The Accenture Wearable Technology practice moved in 2015 from the lab and has taken up residence in the Accenture Liquid Studio, in addition to standard wearables-focused client delivery work, we’re spearheading proof of concept (POC) augmented reality projects for some of our large enterprise clients. Many employ workers who use their hands to do their job, such as technicians who, instead of working in an office setting, completes the majority of work in remote locations, job sites, and factory floors. The Wearable Technology practice aims to make their jobs easier, safer and more efficient. Examples of these types of workers include technicians on an oil rig or mechanics working on a jet engine, who are required to adhere to steps and procedures, and reference existing documentation.

Using these materials requires trying to work while simultaneously holding the paper or having to pick it up, read it and put it down, which disrupts productivity and could be dangerous. . In other cases, the documentation might be on a legacy computer system, requiring the worker to halt what they’re doing, walk to the computer to view the document, and then resume their task; once more, an inefficient process.

The Accenture Wearable Technology team, located in the Accenture Liquid Studio, has developed a solution that effectively mitigates these issues by using augmented reality (AR). AR is a technology that provides a user with a view of the world around them, while augmenting that view with computer-generated images. Solutions that utilize this technology often use tablets or phones (like map apps or the popular Snapchat facial augmentation feature), but others use smart glasses, such as the much-anticipated Microsoft HoloLens. Accenture’s Augmented Reality Workflow Engine was developed primarily for smart glasses, but can be used on any Android device. The target device is a pair of smart glasses by Osterhout Design Group.

The use of smart glasses provides a way for a user to view the real world in front of them, keep their hands free and also receive visual work instructions. Accenture’s Augmented Reality Workflow Engine uses a target tracking technology called Vuforia. This technology allows a smart glasses application to recognize specific targets in its field of view. When these targets are recognized, the application can generate 3D objects in the user’s field of view. In the case of the Accenture’s Augmented Reality Workflow Engine, the targets take the form of QR codes that are placed in specific locations in the area where the work is being done. When a user, wearing the glasses, looks at the targets, the application generates overlays that highlight certain spots in the work area where the user needs to direct their attention. For example, if a user is assembling a piece of equipment, the first step might be to attach a wire to a specific connector; the application would highlight the connector, directing the user to the correct spot.

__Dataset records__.
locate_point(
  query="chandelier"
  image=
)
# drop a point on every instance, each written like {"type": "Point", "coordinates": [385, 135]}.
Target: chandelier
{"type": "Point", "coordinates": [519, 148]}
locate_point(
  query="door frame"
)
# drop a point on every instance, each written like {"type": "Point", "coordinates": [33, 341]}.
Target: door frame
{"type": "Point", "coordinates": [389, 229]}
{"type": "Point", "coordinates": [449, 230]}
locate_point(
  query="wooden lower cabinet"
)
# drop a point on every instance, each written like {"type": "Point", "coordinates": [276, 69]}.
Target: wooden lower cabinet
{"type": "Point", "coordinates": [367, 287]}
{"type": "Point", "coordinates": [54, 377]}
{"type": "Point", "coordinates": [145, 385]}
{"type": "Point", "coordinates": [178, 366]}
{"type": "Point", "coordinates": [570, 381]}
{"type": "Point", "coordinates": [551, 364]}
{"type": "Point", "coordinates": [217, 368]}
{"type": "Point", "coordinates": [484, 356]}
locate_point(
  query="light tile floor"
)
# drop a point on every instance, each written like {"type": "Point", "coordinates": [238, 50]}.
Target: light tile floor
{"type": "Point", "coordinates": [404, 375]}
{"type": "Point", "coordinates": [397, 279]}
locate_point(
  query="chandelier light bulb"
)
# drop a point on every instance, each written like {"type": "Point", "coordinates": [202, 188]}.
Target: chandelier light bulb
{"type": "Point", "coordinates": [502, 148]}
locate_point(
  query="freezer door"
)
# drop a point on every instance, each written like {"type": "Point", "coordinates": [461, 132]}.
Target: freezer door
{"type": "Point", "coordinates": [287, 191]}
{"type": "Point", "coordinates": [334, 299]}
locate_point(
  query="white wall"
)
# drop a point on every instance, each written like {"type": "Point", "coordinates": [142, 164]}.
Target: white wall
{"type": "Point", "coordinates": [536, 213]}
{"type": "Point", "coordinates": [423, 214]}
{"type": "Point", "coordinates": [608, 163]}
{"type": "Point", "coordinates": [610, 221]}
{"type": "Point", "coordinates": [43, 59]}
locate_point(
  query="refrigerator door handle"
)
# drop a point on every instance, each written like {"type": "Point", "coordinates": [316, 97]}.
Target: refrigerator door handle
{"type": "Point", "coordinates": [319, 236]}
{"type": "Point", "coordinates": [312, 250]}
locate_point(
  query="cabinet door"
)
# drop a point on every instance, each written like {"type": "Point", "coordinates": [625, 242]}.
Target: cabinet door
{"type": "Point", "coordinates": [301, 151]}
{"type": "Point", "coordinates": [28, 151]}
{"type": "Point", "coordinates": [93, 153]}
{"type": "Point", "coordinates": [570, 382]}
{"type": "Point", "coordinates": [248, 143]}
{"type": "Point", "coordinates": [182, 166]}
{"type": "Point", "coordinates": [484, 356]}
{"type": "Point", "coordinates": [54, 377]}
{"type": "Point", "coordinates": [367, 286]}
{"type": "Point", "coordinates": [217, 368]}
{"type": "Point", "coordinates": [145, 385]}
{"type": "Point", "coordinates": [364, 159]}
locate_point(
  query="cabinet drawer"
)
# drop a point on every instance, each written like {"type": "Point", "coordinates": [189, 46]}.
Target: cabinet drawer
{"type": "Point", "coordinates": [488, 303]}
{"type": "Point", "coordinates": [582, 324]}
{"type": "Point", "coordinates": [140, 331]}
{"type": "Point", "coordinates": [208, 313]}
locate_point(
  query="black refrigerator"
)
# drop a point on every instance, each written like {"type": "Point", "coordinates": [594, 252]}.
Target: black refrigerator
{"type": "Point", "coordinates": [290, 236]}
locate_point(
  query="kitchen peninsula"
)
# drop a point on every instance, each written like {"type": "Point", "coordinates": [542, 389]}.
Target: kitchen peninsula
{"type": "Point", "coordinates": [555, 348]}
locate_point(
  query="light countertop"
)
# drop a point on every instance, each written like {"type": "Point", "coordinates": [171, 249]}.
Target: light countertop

__TO BE DONE__.
(A) Write out the passage on Accenture's wearable technology work again, beginning at the words "The Accenture Wearable Technology practice" and stopping after "reference existing documentation.", and switch "mechanics" to "engineers" throughout.
(B) Carry on the passage on Accenture's wearable technology work from the point where it ends.

__WRITTEN ANSWERS__.
(A)
The Accenture Wearable Technology practice moved in 2015 from the lab and has taken up residence in the Accenture Liquid Studio, in addition to standard wearables-focused client delivery work, we’re spearheading proof of concept (POC) augmented reality projects for some of our large enterprise clients. Many employ workers who use their hands to do their job, such as technicians who, instead of working in an office setting, completes the majority of work in remote locations, job sites, and factory floors. The Wearable Technology practice aims to make their jobs easier, safer and more efficient. Examples of these types of workers include technicians on an oil rig or engineers working on a jet engine, who are required to adhere to steps and procedures, and reference existing documentation.

(B)
In addition to augmented overlays, the solution also provides textual instructions and images/diagrams that can take the place of any paper or computer-based instructions and documentation. The goal here is to allow the user to remain on the job without having to look or move away from the job site, increasing efficiency.

This solution is highly customizable and can be modified easily to suit client needs. Working with one of our aerospace clients, facing the issue of how to enable their jet technicians to work on complex projects requiring two hands without having to constantly refer to a printed or online manual for the next step, the Accenture Liquid Studio team created a solution that helps an installer route a wire harness through a fighter jet and has proven to increase worker efficiency significantly. The team at the Liquid Studios is looking forward to more opportunities to deploy the solution and gather efficiency and time improvement data, especially since different use cases will likely yield a variety of results. However, we are encouraged by results so far, which indicate that augmented reality and wearable technology can combine to create valuable solutions for our clients.